What to produce ▸
Rewrite everything from the line containing "Mark each instance of the man" down to the last of the lines below, including both ends. Shift every x and y coordinate given as an answer up by 79, and copy all other lines and numbers unchanged.

Input ▸

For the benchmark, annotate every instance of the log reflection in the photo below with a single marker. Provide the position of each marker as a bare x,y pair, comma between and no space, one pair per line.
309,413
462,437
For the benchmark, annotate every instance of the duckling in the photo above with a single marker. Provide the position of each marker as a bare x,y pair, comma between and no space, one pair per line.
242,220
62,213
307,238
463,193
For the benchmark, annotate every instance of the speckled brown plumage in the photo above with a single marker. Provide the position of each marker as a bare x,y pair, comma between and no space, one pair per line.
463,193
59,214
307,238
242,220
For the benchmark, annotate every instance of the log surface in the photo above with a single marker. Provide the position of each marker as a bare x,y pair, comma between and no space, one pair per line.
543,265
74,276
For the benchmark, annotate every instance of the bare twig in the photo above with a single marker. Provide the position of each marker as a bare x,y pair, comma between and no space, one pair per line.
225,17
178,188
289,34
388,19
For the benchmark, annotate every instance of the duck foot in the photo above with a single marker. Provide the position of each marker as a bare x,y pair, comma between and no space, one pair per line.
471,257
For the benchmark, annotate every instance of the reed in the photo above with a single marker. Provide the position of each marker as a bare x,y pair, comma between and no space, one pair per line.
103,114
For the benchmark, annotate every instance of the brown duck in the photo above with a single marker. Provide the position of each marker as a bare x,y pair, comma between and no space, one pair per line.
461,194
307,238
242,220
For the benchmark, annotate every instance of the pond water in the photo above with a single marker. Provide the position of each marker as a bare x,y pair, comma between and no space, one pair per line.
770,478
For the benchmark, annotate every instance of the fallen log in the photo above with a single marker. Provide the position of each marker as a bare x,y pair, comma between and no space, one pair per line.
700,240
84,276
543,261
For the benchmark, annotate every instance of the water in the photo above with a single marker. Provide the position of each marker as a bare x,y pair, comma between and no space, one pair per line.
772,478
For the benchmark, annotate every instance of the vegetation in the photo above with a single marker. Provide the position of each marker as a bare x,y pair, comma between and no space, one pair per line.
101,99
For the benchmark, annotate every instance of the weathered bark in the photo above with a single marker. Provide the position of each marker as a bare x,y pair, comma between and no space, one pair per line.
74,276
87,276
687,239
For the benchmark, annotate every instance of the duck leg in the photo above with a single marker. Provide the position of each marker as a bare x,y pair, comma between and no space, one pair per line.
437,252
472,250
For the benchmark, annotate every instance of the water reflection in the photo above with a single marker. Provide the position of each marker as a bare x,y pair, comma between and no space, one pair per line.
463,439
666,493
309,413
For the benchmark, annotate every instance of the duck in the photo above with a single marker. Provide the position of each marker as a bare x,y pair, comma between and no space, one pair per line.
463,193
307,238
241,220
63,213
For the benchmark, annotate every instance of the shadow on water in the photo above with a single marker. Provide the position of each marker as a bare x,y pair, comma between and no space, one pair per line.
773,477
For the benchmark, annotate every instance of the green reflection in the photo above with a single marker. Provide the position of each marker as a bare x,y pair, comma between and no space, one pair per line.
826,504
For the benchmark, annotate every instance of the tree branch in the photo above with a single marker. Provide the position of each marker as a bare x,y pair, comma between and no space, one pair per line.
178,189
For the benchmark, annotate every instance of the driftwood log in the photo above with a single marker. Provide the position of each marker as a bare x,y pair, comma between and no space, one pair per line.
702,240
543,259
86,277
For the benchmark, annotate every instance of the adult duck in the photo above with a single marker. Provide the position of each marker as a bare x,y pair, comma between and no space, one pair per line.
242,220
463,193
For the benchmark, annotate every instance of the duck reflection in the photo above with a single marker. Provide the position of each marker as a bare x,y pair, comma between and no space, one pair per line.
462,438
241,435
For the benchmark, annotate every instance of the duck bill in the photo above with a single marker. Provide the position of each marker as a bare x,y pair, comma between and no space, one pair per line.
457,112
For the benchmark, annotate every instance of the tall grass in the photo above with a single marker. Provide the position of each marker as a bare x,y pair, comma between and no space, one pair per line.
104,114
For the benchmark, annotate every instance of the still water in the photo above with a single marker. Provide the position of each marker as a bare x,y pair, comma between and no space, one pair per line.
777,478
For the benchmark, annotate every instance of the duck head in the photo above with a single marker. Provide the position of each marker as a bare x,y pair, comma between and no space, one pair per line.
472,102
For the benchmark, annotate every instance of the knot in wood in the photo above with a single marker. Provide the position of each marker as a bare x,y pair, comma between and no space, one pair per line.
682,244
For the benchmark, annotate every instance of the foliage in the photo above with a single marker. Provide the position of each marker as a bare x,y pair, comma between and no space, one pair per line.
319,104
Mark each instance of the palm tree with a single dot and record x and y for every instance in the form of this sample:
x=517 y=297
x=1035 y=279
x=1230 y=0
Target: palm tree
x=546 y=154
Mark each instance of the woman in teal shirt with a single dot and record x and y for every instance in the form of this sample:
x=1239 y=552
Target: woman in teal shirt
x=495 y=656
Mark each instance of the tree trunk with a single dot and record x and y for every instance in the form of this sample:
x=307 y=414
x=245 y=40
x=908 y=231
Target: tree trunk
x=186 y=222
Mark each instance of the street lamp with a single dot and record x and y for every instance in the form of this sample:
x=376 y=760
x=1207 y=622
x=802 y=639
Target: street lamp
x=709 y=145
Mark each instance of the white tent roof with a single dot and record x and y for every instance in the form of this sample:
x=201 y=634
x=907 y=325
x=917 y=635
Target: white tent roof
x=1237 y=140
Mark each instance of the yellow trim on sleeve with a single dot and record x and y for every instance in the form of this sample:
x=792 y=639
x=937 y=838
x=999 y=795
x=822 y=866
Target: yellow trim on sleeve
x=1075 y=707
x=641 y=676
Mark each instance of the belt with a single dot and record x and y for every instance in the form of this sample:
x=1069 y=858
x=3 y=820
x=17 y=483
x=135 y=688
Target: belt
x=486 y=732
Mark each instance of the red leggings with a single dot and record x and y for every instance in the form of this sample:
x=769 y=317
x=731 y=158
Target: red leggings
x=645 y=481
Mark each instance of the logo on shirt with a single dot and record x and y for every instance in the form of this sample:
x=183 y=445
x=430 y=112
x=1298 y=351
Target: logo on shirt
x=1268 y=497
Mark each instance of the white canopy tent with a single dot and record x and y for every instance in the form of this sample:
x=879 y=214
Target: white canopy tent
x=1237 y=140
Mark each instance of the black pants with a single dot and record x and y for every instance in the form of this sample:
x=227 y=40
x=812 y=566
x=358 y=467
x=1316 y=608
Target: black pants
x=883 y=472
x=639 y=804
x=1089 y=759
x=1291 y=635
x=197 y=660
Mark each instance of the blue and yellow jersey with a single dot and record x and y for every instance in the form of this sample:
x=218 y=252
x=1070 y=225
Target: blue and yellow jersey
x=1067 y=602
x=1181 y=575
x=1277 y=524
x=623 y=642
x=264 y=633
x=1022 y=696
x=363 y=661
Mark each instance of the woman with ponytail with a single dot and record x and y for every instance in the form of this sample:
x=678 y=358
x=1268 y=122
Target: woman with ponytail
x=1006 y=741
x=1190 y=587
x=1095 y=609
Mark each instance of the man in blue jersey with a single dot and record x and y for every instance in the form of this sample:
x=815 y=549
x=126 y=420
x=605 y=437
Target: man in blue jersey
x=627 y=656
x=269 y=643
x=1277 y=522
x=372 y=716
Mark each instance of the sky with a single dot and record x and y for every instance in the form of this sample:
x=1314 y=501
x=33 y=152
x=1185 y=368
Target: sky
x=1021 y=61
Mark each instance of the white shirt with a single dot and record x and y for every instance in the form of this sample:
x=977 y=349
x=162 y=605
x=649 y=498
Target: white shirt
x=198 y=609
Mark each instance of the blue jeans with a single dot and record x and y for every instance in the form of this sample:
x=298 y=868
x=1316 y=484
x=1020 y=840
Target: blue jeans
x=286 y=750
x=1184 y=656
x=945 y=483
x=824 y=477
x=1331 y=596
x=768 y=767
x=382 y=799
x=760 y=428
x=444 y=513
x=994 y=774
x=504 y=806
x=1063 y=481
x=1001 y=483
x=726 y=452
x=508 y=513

Answer in full ▸
Mark each instance of the man in blue jersey with a single dot and record x and y for every instance in the form of this sample:
x=815 y=549
x=126 y=420
x=605 y=437
Target: man in blue jersey
x=706 y=735
x=348 y=722
x=1356 y=601
x=451 y=795
Mark each instance of the sky with a single dot and record x and y for every instance in the form of this sample:
x=1314 y=501
x=33 y=152
x=1185 y=368
Target: sky
x=1100 y=140
Mark each instance of the white shirt with a single dot and record x and y for every instance in the form of this sample:
x=977 y=349
x=162 y=605
x=649 y=498
Target: white shirt
x=277 y=688
Mark each instance of the blue jeans with a single dot and record x and y for every instance in the form of this sample:
x=298 y=868
x=1316 y=484
x=1020 y=840
Target: blue jeans
x=365 y=829
x=1263 y=735
x=1024 y=562
x=903 y=556
x=1410 y=675
x=847 y=846
x=461 y=878
x=839 y=507
x=523 y=592
x=1073 y=853
x=583 y=885
x=1142 y=560
x=1080 y=562
x=805 y=531
x=587 y=592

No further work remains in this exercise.